● WHAT TO WORK ON
Each and every line of the data must appear exactly as given.
☆ ☆ ☆ ☆
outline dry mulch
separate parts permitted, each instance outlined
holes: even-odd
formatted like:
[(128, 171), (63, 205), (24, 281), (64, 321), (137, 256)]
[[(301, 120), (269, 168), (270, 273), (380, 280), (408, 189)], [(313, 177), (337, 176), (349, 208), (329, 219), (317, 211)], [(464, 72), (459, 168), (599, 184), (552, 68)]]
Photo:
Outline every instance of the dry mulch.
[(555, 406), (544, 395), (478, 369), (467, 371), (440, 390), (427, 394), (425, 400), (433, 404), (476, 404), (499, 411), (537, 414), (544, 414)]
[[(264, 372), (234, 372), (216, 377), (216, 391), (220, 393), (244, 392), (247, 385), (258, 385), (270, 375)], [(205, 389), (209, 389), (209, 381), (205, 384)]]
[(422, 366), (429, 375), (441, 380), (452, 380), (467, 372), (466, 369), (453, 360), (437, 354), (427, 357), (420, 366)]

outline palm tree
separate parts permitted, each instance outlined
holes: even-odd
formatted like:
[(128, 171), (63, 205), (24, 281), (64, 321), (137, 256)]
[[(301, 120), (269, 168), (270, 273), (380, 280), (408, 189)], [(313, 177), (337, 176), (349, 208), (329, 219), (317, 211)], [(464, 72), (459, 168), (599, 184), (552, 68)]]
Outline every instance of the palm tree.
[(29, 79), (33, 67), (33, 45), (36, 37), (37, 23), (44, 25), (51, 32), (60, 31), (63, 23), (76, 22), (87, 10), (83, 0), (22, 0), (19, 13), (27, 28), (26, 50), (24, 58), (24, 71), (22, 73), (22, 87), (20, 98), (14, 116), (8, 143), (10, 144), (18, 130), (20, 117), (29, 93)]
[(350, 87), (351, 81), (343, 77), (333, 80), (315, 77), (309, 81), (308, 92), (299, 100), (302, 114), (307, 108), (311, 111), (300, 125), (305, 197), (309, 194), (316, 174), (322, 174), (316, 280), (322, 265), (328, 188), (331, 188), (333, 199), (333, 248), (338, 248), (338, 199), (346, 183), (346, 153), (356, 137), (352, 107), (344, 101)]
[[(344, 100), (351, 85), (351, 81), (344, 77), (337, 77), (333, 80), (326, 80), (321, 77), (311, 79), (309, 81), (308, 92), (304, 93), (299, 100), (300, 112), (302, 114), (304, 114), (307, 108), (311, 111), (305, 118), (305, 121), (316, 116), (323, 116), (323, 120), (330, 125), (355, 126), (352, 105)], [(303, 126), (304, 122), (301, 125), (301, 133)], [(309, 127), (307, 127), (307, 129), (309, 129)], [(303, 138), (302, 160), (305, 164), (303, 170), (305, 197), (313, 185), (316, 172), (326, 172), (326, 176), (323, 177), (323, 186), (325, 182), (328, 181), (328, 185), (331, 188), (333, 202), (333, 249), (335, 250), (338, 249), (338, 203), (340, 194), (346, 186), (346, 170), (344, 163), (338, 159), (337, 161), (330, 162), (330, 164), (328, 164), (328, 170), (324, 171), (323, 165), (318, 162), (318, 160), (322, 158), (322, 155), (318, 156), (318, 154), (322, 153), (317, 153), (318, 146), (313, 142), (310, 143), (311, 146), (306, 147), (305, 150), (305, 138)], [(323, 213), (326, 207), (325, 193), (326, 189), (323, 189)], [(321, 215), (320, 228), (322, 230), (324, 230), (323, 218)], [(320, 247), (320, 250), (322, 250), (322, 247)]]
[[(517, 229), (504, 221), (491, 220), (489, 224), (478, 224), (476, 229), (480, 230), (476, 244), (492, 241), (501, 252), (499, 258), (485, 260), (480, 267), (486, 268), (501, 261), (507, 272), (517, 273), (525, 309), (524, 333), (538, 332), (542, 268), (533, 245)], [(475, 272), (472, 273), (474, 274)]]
☆ ☆ ☆ ☆
● WRITTEN SOLUTION
outline dry mulch
separate parts permitted, each instance outlined
holes: even-odd
formatted like:
[(128, 171), (63, 205), (24, 281), (64, 321), (137, 256)]
[[(301, 120), (269, 168), (270, 273), (380, 280), (408, 189)], [(313, 177), (337, 176), (349, 208), (329, 219), (317, 211)], [(464, 72), (459, 168), (599, 184), (552, 68)]]
Photo:
Outline every instance of the dry mulch.
[(555, 406), (544, 395), (478, 369), (467, 371), (440, 390), (427, 394), (425, 400), (433, 404), (476, 404), (499, 411), (537, 414), (544, 414)]
[[(264, 372), (234, 372), (216, 377), (216, 391), (220, 393), (244, 392), (247, 385), (258, 385), (270, 375)], [(205, 389), (209, 389), (209, 381), (205, 384)]]
[(422, 366), (429, 375), (441, 380), (452, 380), (467, 372), (466, 369), (453, 360), (437, 354), (427, 357), (420, 366)]

outline palm tree
separate parts permitted, each instance outlined
holes: even-odd
formatted like:
[(128, 171), (63, 205), (24, 281), (64, 321), (137, 256)]
[[(301, 120), (269, 168), (270, 273), (380, 280), (408, 189)], [(313, 177), (337, 176), (349, 208), (329, 219), (317, 211)], [(464, 72), (459, 168), (599, 184), (552, 68)]]
Outline every instance of the palm tree.
[(29, 79), (33, 67), (33, 45), (36, 37), (37, 23), (44, 25), (51, 32), (60, 31), (63, 23), (76, 22), (87, 10), (83, 0), (22, 0), (19, 13), (27, 28), (26, 50), (24, 58), (24, 71), (22, 73), (22, 87), (20, 98), (14, 116), (8, 143), (10, 144), (18, 130), (20, 117), (29, 93)]
[(350, 87), (351, 81), (343, 77), (333, 80), (315, 77), (309, 81), (308, 92), (299, 100), (302, 114), (307, 108), (311, 111), (300, 125), (305, 197), (309, 194), (316, 174), (322, 174), (316, 280), (322, 265), (328, 188), (331, 188), (333, 199), (333, 248), (338, 248), (338, 199), (346, 183), (346, 153), (356, 137), (352, 107), (344, 101)]
[[(344, 100), (351, 85), (351, 81), (344, 77), (337, 77), (333, 80), (326, 80), (321, 77), (311, 79), (309, 81), (308, 92), (304, 93), (299, 100), (300, 112), (302, 114), (304, 114), (307, 108), (311, 111), (305, 118), (305, 121), (316, 116), (323, 116), (323, 120), (330, 125), (355, 126), (352, 105)], [(303, 126), (304, 122), (301, 125), (301, 133)], [(309, 127), (307, 127), (307, 129), (309, 129)], [(303, 138), (302, 160), (305, 164), (303, 170), (305, 197), (313, 185), (316, 172), (326, 172), (326, 176), (323, 177), (323, 186), (325, 182), (328, 181), (328, 185), (331, 188), (333, 202), (333, 249), (335, 250), (338, 249), (338, 203), (340, 194), (346, 186), (346, 170), (344, 163), (338, 159), (337, 161), (330, 162), (330, 164), (328, 164), (328, 170), (324, 171), (323, 165), (318, 162), (318, 160), (322, 158), (322, 155), (318, 156), (318, 154), (322, 153), (317, 153), (318, 146), (313, 142), (310, 143), (311, 146), (306, 147), (305, 150), (305, 138)], [(323, 213), (326, 207), (325, 193), (326, 189), (323, 189)], [(321, 215), (320, 228), (322, 230), (324, 230), (323, 218)], [(320, 247), (320, 250), (322, 250), (322, 247)]]
[[(517, 229), (504, 221), (491, 220), (489, 224), (478, 224), (476, 229), (480, 230), (476, 244), (492, 241), (501, 252), (499, 258), (485, 260), (480, 267), (486, 268), (501, 261), (507, 272), (517, 273), (525, 309), (524, 333), (538, 332), (542, 268), (533, 245)], [(475, 272), (472, 273), (474, 274)]]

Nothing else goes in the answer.